Written by Sandra Baethge & Eleonora Paul

Searching for storytelling at the POS

Over the years, the spoken word has become hard currency in market research. In the past, it was usual to finish a quantitative survey with open-ended questions, whether the respondents had further remarks. Today, more and more qualitative questions are seen even in standardised surveys.

The need to constantly generate more qualitative insights even with large caseloads means the respondent’s open-ended statements are becoming ever more important – especially in combination with a closed valuation.

Challenge people at the POS

The other world… people always have less time per se directly at the POS. As personal surveys are becoming ever more challenging, those surveyed also have to be convinced about how meaning participation is. The interviewer is also under time pressure but is encouraged to conduct ever more complex surveys at the POS. As all of the respondents give lengthy open-ended answers, the interviewer then often (unknowingly) records a shortened version.

So how can more meaningful insights be obtained through more qualitative answers at the POS?

IWD deals with this question on a daily basis in the more than 3 million personal surveys conducted every year at the POS in 25 European countries.

The solution can only be: the spoken word shall prevail.

More qualitative insights through audio recording at the POS

To be able to gather completely qualitative statements in a short time, IWD relies on audio recordings. For this, IWD uses the recording ability of smartphones; the indispensable device for computerised, personal surveys. The respondent’s statements are gathered via audio recording during the survey mode. The interviewer neither needs to type nor interrupt the survey, they only need to start the recording at the correct place. The statements will be recorded for the entire interview and directly uploaded to the server.

To reduce the surrounding noise at the POS, the smartphones were equipped with small external microphones after the first trials. This adjustment enables better processing of the audio files.

High acceptance with the respondents and interviewer

The first trials have already showed a high willingness to participate and provide information amongst the respondents. 85% of the respondents allowed for their statements to be recorded. Only a few had reservations with the technology.

From interviewer to moderator

Positive effects were also seen on the interviewer’s side. Recording the open answers was, above all, a relief for the interviewer. They can follow the content of the conversation much better and are able to enter into the dialogue. Therefore, the interviewer is now able to focus on delving deeper into the statements to obtain more meaningful answers.

This change in role, from interviewer to moderator, motivates the interviewer, which culminates in more comprehensive statements. The audio statements contain significantly more context information and thus generate more insights.

The motivational effect becomes stronger, the more the interviewer knows how to use the tool. In this case, it is the responsibility of the interviewer to brief the respondent exactly, to decide when to explain the purpose of the tool and how the conversation will be approached, without endangering the clarity of the recording.
• • • • • • •
WRITTEN PROBLEM 1: Retype everything in the POS survey article from "So how can more" down to "to the server.".
WRITTEN PROBLEM 2: Write what comes next in the article on audio recording in POS surveys, starting after its final sentence.
• • • • • • •
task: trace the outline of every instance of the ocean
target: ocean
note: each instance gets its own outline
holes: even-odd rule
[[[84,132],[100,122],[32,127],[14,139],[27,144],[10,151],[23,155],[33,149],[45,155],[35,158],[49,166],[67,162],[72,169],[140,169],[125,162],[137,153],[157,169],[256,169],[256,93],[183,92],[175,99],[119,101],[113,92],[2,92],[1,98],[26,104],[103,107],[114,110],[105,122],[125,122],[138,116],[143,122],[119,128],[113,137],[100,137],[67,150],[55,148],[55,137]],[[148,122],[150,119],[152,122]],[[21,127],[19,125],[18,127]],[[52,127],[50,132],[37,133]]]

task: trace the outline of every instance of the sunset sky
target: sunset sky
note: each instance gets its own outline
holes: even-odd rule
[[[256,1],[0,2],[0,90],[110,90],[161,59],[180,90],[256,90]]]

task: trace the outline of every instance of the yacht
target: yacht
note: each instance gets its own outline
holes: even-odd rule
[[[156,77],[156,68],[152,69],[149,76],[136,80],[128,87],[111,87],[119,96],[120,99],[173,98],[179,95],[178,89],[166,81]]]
• • • • • • •
EXERCISE RESPONSE 1:
So how can more meaningful insights be obtained through more qualitative answers at the POS?

IWD deals with this question on a daily basis in the more than 3 million personal surveys conducted every year at the POS in 25 European countries.

The solution can only be: the spoken word shall prevail.

More qualitative insights through audio recording at the POS

To be able to gather completely qualitative statements in a short time, IWD relies on audio recordings. For this, IWD uses the recording ability of smartphones; the indispensable device for computerised, personal surveys. The respondent’s statements are gathered via audio recording during the survey mode. The interviewer neither needs to type nor interrupt the survey, they only need to start the recording at the correct place. The statements will be recorded for the entire interview and directly uploaded to the server.

EXERCISE RESPONSE 2:
AI protected evaluation of the audio files

To be able to evaluate the large amount of audio files, these are transcribed with the help of a speech-to-text algorithm. Thanks to the automatic transcription, we get complete text statements in the shortest time. A manual transcription in scientifically acceptable times would not be possible in this instance.

As the speech-to-text algorithm has not yet mastered all facets of human language (something that we know all too well from our assistants on our smartphones), the statements are checked and corrected when necessary. Through machine learning, the transcription will become better every time and human correction will become less and less necessary.

The texts are translated and coded when needed after the transcription. Even here, IWD employs an AI algorithm. This is trained as a virtual coder and monitored. Therefore, we ensure an ever more constant coding, independent of any environmental influences and human signs of fatigue. The coded statements can subsequently be used with a higher significance, for example, for frequency and driver analysis.

From the mouth of the customer to analysis – Qualitative insights & authentic storytelling

The advantages of the audio statements are obvious: the client receives comprehensive insights and can, therefore, validate, or confirm, their quantitative assessments once again via the statements.  The same holds true for the analysts, who can now formulate more valid interpretations and guidance on the basis of these qualitative insights.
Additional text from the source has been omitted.